Stated goal: In the passage about datasets, what is a categorical attribute called when its value defines the class of the rows?

Provided text:
________________

A dataset can be seen as a table:
attribute 1 | attribute 2 | ... | attribute N | |
---|---|---|---|---|
row 1 | value1 | value2 | ... | valueN |
row 2 | value1 | value2 | ... | valueN |
... | ... | ... | ... | ... |
row M | value1 | value2 | ... | valueN |
An attribute can be numerical, for example a "temperature" attribute, or categorical, for example a "color" attribute. For classification purposes, one of the categorical attributes is designated as a label, which means that its value defines the class of the rows.

________________

Dataset:

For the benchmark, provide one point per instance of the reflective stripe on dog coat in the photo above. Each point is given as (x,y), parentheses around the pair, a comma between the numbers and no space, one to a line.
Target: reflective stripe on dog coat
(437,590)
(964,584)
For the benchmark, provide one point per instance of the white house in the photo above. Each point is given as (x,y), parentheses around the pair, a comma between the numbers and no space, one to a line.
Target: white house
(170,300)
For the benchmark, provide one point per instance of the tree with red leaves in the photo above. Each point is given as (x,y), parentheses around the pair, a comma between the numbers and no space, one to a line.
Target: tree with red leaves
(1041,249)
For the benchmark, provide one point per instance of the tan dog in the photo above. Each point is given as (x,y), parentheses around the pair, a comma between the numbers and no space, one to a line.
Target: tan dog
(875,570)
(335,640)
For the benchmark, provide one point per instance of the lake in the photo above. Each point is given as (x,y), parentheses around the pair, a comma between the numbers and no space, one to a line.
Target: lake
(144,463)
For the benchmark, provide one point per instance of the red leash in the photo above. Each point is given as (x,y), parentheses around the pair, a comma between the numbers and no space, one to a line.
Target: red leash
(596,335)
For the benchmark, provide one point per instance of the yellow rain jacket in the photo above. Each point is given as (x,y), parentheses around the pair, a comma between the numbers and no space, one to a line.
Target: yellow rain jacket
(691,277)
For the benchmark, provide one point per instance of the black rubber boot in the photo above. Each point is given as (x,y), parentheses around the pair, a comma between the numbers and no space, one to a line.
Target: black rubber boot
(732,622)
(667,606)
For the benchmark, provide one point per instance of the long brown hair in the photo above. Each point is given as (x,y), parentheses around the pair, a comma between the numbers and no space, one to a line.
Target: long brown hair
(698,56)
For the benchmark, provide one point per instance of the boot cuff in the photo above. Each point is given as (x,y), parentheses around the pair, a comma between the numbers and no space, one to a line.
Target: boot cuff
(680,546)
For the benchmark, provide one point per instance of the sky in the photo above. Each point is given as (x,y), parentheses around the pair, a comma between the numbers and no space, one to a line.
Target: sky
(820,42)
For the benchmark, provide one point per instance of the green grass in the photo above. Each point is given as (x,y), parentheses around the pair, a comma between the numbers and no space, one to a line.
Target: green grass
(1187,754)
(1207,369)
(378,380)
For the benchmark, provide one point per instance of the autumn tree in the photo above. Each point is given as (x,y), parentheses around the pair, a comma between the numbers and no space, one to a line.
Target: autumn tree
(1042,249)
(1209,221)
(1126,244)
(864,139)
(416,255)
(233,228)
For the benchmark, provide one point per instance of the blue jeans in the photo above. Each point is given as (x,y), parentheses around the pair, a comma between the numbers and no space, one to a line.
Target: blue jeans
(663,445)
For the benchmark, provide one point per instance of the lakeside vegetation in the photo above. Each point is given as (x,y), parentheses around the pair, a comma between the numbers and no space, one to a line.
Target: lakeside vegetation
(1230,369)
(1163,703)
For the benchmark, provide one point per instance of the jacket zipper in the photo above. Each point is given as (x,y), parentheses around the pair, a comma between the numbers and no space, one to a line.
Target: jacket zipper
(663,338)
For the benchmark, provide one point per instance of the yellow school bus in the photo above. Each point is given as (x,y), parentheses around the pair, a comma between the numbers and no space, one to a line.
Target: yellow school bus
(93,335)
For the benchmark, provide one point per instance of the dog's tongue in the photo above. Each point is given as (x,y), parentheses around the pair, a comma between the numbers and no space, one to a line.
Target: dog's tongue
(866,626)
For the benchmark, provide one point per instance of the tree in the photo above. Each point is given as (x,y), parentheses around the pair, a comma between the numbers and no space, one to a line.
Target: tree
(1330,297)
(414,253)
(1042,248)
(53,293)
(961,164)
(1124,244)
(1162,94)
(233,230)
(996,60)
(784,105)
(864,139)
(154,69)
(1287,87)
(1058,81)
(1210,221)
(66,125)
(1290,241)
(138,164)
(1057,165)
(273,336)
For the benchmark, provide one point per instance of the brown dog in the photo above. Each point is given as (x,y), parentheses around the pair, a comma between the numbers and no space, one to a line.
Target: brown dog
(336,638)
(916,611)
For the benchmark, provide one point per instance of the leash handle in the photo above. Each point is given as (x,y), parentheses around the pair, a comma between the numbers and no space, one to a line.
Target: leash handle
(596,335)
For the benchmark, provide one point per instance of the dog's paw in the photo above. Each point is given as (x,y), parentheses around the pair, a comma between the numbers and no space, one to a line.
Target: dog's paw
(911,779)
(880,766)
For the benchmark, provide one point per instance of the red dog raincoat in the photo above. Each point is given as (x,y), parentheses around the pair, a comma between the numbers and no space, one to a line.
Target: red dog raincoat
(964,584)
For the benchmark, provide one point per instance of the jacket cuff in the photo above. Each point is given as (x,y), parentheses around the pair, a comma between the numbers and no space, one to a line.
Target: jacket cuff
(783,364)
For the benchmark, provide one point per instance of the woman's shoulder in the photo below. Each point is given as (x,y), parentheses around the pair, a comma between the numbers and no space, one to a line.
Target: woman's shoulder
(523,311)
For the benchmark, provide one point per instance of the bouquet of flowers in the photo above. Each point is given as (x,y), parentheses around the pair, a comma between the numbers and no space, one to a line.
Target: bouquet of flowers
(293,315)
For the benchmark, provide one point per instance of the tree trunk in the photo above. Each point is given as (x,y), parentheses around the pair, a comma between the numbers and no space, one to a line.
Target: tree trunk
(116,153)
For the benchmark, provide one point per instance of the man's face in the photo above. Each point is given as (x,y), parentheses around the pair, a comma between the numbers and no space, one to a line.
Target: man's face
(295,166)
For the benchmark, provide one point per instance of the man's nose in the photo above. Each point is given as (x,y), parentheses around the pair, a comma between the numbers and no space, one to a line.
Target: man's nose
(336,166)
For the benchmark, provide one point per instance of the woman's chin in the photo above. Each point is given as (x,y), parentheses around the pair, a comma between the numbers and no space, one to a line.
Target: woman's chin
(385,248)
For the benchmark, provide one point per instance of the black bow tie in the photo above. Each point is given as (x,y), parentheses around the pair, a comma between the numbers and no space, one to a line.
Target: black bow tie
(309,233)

________________

Expected answer: A label.